--- THE INPUT ---
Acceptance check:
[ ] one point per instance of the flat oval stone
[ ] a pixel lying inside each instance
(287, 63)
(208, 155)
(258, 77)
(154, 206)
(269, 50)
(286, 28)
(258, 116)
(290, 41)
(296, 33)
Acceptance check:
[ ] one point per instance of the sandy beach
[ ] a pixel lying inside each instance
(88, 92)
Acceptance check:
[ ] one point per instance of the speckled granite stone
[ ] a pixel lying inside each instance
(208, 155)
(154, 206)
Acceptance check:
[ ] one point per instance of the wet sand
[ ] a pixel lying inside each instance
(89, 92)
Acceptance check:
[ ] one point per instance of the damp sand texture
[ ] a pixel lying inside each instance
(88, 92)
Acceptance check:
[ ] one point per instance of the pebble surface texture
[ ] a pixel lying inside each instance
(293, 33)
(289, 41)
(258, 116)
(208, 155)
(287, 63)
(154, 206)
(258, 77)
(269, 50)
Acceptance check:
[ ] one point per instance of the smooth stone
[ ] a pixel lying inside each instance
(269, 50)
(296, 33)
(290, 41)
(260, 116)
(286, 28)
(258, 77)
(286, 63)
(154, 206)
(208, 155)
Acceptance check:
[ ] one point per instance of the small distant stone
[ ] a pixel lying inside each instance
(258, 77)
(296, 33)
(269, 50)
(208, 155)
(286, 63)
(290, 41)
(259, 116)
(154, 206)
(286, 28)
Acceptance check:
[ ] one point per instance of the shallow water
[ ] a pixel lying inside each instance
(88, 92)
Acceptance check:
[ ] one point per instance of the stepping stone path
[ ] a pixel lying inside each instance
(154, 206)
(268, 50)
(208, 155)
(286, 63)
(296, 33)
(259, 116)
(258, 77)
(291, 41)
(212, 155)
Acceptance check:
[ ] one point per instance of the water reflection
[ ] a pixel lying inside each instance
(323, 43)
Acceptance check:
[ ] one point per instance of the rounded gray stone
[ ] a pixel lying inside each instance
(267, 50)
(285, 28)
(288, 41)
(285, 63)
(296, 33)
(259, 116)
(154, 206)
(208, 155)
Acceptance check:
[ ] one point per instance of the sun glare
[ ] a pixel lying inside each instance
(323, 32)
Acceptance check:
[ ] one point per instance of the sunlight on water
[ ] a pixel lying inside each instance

--- REQUIRED WORK ---
In full, transcribe each entry of the material exactly.

--- EXERCISE RESPONSE ---
Acceptance check:
[ ] one point per instance of the flat oval stone
[ ] a pixel lying inside each instance
(287, 63)
(208, 155)
(258, 77)
(154, 206)
(269, 50)
(286, 28)
(258, 116)
(290, 41)
(296, 33)
Acceptance check:
[ ] one point per instance of the sandy beach
[ ] a pixel lying inside each instance
(88, 92)
Acceptance check:
[ ] one point per instance of the speckled granite stone
[ ] a pixel lying inside each instance
(208, 155)
(154, 206)
Acceptance check:
[ ] one point per instance of the wet sand
[ ] a pixel lying inside each instance
(89, 92)
Acceptance check:
[ ] one point per instance of the damp sand texture
[ ] a pixel lying inside each instance
(88, 92)
Acceptance check:
[ ] one point per instance of the pebble surface texture
[ ] a pixel lying inside each instance
(293, 33)
(289, 41)
(258, 116)
(208, 155)
(287, 63)
(154, 206)
(258, 77)
(269, 50)
Acceptance check:
[ ] one point per instance of the smooth stone
[ ] a pixel lying inside each instance
(269, 50)
(296, 33)
(290, 41)
(260, 116)
(286, 28)
(258, 77)
(286, 63)
(154, 206)
(208, 155)
Acceptance check:
[ ] one point per instance of the small distant stone
[ ] a pixel lying inside each instance
(258, 77)
(296, 33)
(269, 50)
(208, 155)
(286, 63)
(290, 41)
(259, 116)
(154, 206)
(286, 28)
Acceptance check:
[ ] one point per instance of the shallow water
[ ] a pixel lying inside each instance
(88, 92)
Acceptance check:
[ ] one point per instance of the stepping stone path
[ ] a pixel lying inside each instance
(154, 206)
(268, 50)
(208, 155)
(286, 63)
(296, 33)
(259, 116)
(258, 77)
(291, 41)
(212, 155)
Acceptance check:
[ ] one point per instance of the water reflection
[ ] a pixel lying inside each instance
(323, 43)
Acceptance check:
[ ] one point per instance of the rounded gray stone
[ ] a pixel lying inside each instance
(267, 50)
(285, 28)
(288, 41)
(285, 63)
(296, 33)
(259, 116)
(154, 206)
(208, 155)
Acceptance check:
[ ] one point per instance of the sun glare
[ ] a pixel lying inside each instance
(323, 32)
Acceptance check:
[ ] one point per instance of the sunlight on water
[ ] a pixel lying inside each instance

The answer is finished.